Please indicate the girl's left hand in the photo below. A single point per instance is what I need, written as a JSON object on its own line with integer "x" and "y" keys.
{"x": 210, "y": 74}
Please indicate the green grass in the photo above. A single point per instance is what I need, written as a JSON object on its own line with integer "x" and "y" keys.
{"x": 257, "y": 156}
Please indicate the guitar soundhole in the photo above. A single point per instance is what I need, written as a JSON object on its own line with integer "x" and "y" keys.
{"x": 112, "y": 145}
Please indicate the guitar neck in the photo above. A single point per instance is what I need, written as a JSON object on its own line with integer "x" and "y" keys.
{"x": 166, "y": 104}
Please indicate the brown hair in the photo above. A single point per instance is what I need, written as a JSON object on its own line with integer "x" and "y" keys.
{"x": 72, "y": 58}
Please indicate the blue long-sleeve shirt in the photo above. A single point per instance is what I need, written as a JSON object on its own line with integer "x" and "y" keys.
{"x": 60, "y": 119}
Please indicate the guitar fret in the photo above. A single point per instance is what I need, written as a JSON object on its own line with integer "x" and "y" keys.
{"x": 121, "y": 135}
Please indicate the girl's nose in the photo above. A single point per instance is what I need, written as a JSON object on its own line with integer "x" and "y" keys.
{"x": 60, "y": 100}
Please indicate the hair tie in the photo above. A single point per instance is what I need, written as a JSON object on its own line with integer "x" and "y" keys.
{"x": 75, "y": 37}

----

> [Task description] Print all of the entries above again, word for word, without changing anything.

> [Written response]
Please indicate the girl's left hand in the photo below. A single point per instance is what I need, written as a JSON object on its own line with integer "x" and "y" keys.
{"x": 210, "y": 74}
Please indicate the green grass in the photo above. A single point per instance is what I need, written as a JSON object on its own line with integer "x" and "y" keys.
{"x": 257, "y": 156}
Please indicate the guitar soundhole in the photo above. A single point per instance is what I need, written as a JSON object on its own line with integer "x" and "y" keys.
{"x": 112, "y": 145}
Please indicate the guitar neck in the photo above. A single point per instance is what I need, written as a JSON object on its own line with integer "x" and "y" keys.
{"x": 166, "y": 104}
Please indicate the brown hair in the photo above. A single point per instance is what I need, written as a JSON object on its own line with integer "x" and "y" keys.
{"x": 72, "y": 58}
Please indicate the blue long-sleeve shirt in the photo above. A single point per instance is what I need, written as a JSON object on its own line with integer "x" and "y" keys.
{"x": 60, "y": 119}
Please indicate the guitar fret in the photo above. A single point per instance is what I need, written as a JSON object on its own line with integer "x" and "y" keys.
{"x": 121, "y": 135}
Please indicate the girl's nose in the photo above. A single point per instance is what I need, written as a JSON object on its own line with integer "x" and "y" keys.
{"x": 60, "y": 100}
Please indicate the hair tie in the photo above. A single point per instance is what I need, written as a JSON object on its own line with integer "x" and "y" keys.
{"x": 75, "y": 37}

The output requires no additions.